### TASK DIRECTIONS
Which lines of the data contain the string "open"? Copy every one of them.

### RECORD EXTRACTS
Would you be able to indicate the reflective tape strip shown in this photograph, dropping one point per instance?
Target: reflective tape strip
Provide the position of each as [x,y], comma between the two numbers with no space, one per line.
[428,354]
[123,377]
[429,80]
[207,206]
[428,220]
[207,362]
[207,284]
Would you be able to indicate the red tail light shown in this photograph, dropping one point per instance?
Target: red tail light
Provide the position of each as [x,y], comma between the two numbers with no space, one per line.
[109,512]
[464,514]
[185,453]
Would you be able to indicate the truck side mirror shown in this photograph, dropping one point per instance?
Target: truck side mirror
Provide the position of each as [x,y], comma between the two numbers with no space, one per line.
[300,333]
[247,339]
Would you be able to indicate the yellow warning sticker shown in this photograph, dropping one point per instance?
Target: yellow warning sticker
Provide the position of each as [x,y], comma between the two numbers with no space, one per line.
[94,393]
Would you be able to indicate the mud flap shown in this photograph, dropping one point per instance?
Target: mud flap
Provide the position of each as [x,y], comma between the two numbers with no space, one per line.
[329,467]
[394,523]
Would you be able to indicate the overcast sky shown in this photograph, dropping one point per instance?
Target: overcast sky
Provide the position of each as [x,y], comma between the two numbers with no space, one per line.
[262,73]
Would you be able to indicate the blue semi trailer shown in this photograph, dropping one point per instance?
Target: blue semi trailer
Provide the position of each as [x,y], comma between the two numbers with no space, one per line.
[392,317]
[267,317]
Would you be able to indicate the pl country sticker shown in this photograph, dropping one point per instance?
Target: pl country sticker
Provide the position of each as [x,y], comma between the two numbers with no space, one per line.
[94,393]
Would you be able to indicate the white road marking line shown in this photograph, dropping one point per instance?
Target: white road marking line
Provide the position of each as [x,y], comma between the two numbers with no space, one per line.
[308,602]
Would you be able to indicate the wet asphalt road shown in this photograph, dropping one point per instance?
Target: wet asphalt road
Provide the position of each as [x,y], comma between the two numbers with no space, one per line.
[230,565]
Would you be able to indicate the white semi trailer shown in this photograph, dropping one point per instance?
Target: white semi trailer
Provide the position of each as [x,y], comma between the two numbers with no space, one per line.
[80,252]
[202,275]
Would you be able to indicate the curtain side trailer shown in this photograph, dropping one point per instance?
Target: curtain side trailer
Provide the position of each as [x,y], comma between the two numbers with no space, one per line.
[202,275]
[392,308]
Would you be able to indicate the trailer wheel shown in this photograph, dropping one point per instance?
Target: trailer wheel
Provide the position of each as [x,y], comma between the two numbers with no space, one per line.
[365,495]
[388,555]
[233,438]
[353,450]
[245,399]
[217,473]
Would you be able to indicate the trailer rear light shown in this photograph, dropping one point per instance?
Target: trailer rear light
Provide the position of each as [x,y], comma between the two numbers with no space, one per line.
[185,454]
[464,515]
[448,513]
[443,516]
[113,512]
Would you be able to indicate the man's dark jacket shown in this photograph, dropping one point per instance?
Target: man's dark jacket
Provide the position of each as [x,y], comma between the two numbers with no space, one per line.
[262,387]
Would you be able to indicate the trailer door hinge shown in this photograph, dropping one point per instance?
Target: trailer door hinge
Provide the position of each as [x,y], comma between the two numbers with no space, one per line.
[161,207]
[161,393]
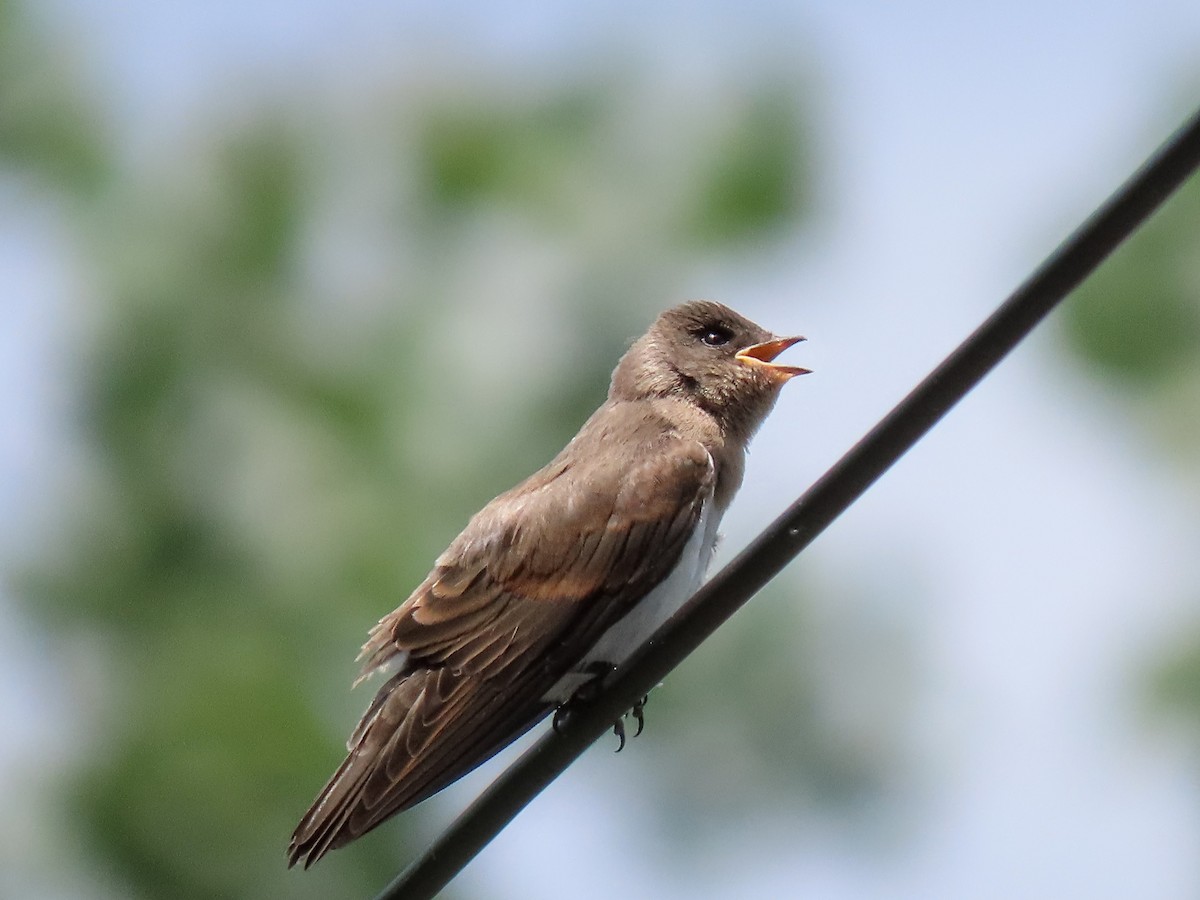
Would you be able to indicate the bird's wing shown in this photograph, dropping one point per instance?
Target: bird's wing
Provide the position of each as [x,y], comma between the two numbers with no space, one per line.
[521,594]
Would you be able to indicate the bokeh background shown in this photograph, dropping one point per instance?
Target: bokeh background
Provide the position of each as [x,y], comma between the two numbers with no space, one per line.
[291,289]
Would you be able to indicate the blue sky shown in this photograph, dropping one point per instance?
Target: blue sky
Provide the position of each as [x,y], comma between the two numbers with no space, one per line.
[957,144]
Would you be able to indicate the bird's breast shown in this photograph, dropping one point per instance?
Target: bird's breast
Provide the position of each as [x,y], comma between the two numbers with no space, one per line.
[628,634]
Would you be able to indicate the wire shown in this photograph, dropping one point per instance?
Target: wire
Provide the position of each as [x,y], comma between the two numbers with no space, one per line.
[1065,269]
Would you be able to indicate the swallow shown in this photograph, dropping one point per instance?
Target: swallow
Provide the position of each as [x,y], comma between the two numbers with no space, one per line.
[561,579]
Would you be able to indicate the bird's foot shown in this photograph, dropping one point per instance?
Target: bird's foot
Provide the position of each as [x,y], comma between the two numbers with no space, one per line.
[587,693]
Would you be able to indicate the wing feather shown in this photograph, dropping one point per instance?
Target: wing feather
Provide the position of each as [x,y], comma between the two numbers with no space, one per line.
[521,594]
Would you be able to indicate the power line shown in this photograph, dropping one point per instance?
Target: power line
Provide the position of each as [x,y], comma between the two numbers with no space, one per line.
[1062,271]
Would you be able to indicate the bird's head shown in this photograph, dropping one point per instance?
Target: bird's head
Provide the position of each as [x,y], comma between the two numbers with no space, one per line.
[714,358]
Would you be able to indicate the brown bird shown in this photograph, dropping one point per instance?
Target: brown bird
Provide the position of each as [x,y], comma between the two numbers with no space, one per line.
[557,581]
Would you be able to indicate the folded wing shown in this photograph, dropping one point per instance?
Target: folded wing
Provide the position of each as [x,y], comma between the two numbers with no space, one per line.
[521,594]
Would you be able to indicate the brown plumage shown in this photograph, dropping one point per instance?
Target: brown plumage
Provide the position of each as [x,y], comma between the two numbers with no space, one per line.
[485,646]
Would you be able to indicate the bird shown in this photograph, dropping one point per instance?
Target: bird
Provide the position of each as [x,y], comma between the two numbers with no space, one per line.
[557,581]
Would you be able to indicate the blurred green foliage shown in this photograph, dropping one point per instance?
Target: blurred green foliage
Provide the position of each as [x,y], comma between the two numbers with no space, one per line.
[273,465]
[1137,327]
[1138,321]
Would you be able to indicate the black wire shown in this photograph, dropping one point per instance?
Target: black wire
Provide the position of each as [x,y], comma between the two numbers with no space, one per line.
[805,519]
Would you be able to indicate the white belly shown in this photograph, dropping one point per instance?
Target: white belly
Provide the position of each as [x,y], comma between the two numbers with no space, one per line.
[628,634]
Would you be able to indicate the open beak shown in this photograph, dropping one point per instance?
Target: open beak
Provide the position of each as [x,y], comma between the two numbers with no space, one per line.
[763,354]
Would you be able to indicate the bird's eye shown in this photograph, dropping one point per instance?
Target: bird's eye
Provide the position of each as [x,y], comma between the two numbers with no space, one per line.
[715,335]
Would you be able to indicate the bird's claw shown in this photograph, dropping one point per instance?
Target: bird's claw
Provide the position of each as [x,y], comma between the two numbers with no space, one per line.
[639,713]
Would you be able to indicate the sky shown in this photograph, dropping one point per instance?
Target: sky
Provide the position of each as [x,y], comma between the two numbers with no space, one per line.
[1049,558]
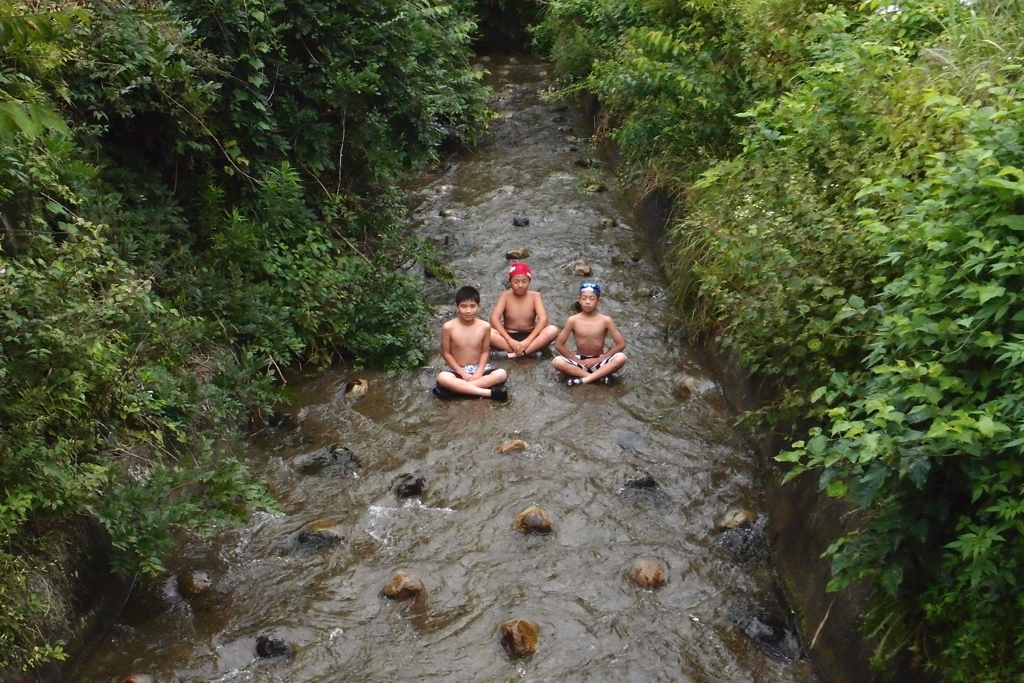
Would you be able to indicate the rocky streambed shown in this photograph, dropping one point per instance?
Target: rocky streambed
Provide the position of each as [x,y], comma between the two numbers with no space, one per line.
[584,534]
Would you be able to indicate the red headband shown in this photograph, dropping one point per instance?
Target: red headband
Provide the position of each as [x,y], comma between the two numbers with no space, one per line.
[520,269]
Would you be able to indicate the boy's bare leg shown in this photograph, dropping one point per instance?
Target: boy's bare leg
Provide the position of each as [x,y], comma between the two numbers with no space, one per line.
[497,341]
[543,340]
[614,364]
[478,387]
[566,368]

### TASK OUTPUT
Would you be able to indicate the open beak shown in this photograph, dropping one point per instance?
Target: open beak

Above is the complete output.